Content starts

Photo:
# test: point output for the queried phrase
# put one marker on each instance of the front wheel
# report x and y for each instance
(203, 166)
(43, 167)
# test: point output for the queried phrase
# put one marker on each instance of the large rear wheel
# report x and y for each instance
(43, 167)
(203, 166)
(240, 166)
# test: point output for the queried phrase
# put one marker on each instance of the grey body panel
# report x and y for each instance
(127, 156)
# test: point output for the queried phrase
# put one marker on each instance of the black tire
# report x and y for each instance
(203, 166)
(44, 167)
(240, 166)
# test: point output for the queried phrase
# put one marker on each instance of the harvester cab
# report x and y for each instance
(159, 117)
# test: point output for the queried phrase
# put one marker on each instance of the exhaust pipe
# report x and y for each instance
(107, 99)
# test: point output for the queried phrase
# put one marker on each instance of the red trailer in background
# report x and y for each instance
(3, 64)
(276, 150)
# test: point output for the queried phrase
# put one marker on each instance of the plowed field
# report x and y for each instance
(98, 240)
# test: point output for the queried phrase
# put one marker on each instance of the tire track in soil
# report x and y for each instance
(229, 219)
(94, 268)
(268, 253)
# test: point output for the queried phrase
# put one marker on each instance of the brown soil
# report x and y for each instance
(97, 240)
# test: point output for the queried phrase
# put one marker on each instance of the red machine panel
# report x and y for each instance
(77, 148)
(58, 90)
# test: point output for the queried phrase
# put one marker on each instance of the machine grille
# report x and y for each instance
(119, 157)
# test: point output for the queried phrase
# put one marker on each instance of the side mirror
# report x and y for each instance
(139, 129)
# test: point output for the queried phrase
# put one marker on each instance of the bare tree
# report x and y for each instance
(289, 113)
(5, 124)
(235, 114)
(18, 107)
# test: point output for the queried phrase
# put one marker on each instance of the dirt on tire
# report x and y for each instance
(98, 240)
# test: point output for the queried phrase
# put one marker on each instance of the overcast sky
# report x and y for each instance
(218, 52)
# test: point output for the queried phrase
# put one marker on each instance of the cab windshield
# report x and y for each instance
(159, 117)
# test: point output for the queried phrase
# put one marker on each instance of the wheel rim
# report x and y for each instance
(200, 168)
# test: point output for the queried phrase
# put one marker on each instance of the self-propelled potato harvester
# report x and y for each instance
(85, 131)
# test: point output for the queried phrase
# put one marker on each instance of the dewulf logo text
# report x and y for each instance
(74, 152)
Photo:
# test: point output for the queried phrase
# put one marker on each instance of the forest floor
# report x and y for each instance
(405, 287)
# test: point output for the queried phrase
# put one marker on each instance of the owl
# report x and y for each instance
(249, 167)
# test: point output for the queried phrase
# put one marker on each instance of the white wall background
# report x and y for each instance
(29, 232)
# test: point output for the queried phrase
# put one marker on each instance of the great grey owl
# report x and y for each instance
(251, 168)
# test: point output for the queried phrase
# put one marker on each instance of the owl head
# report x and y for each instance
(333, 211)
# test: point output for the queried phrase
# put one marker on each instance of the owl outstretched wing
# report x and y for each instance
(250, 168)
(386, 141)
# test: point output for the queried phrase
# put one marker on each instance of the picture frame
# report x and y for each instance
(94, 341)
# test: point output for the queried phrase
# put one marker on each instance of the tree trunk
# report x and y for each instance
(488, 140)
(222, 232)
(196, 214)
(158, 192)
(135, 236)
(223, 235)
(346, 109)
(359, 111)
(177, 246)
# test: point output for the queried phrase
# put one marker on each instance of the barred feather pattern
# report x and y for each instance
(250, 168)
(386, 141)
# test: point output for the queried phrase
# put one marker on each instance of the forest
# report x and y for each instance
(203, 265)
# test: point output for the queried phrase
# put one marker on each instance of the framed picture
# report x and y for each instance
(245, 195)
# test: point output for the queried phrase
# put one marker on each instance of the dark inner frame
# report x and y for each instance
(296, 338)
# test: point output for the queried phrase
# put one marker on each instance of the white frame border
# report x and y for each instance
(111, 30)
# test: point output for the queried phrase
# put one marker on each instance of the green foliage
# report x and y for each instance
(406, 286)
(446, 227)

Content ends

> **Work to be completed**: Copy out every entry again, exactly as it was given.

> **Solution to this task**:
Photo:
# test: point output for the queried phrase
# put one marker on each instance of the front wheel
# report x and y for each instance
(203, 166)
(43, 167)
# test: point output for the queried phrase
# put one marker on each instance of the large rear wheel
# report x and y for each instance
(43, 167)
(203, 166)
(240, 166)
# test: point output for the queried phrase
# put one marker on each instance of the grey body panel
# report x and y for each instance
(127, 156)
# test: point output for the queried phrase
# put one marker on each instance of the black tire
# report x and y for each instance
(203, 166)
(44, 167)
(240, 166)
# test: point output for the queried phrase
# put one marker on each instance of the harvester cab
# report x and y for each instance
(159, 117)
# test: point output for the queried phrase
# put one marker on each instance of the exhaust pipe
# report x and y for each instance
(107, 99)
# test: point output for the queried phrase
# put one marker on each instance of the red trailer in background
# report x and y for each instance
(3, 64)
(276, 150)
# test: point output for the queried phrase
# put one marker on each instance of the plowed field
# report x and y for each instance
(98, 240)
# test: point output for the queried phrase
# put one marker on each instance of the tire track in soil
# report x and y for each instance
(229, 219)
(94, 268)
(268, 253)
# test: point output for the queried phrase
# put one marker on each instance of the brown soil
# report x and y for each instance
(97, 240)
# test: point output for the queried phrase
# put one marker on each instance of the red machine panel
# report x and y for each instance
(77, 148)
(58, 90)
# test: point output for the queried phrase
# put one marker on each instance of the machine grille
# report x and y for each instance
(119, 157)
# test: point output for the queried phrase
# put one marker on each instance of the side mirror
# report x and y for each instance
(139, 129)
# test: point output for the queried phrase
# put one marker on each instance of the bare tree
# report x and y for each instance
(289, 113)
(5, 124)
(235, 114)
(18, 107)
# test: point output for the queried phrase
# put one marker on each instance of the dirt on tire
# report x and y for each instance
(98, 240)
# test: point output for the queried phrase
# put one marker on each instance of the overcast sky
# report x and y for each instance
(218, 52)
# test: point output for the queried phrase
# put one marker on each instance of the cab windshield
# report x and y for each instance
(159, 117)
# test: point output for the queried phrase
# put one marker on each instance of the wheel rim
# report x and y for each instance
(200, 168)
# test: point output for the queried phrase
# put one marker on each instance of the self-propelled potato harvester
# report x and y for each instance
(85, 131)
# test: point output for the queried phrase
# put one marker on each instance of the dewulf logo text
# report x and y for each instance
(74, 152)
Photo:
# test: point output for the queried phrase
# put one marker on each instance of the forest floor
# report x and y for each instance
(405, 287)
# test: point output for the queried phrase
# put one marker on each instance of the owl
# report x and y for each instance
(249, 167)
# test: point output for the queried phrase
# put one marker on each instance of the white wall background
# report x and y for each instance
(29, 232)
# test: point output for the queried phrase
# put one marker on each instance of the great grey owl
# report x and y for each instance
(251, 168)
# test: point output for the queried phrase
# put one marker on each instance of the owl head
# report x and y for each instance
(333, 211)
# test: point output for the queried phrase
# put one marker on each instance of the owl outstretched wing
# report x and y for each instance
(250, 168)
(386, 141)
# test: point output for the queried phrase
# put one marker on each instance of the picture frame
# report x and y for each instance
(94, 341)
# test: point output for the queried phrase
# put one marker on each instance of the tree trunk
# report x and y for each instance
(488, 140)
(222, 232)
(196, 214)
(158, 192)
(135, 236)
(223, 235)
(346, 109)
(359, 111)
(177, 246)
# test: point output for the queried phrase
# put one marker on each instance of the barred feather pattern
# report x and y for each instance
(250, 168)
(386, 141)
# test: point output for the queried phrase
# put one marker on each instance of the forest
# report x and y for each instance
(203, 265)
# test: point output for the queried phrase
# put one marker on each instance of the framed picture
# report x and y for each instance
(245, 195)
# test: point output for the queried phrase
# put one marker on each instance of the dark inner frame
# report x and y for each instance
(296, 338)
# test: point output for the queried phrase
# put one marker on each instance of the white frame border
# report x and y for each instance
(111, 30)
# test: point output for the queried phrase
# put one marker on each instance of the green foliage
# report x and y for each instance
(406, 286)
(446, 227)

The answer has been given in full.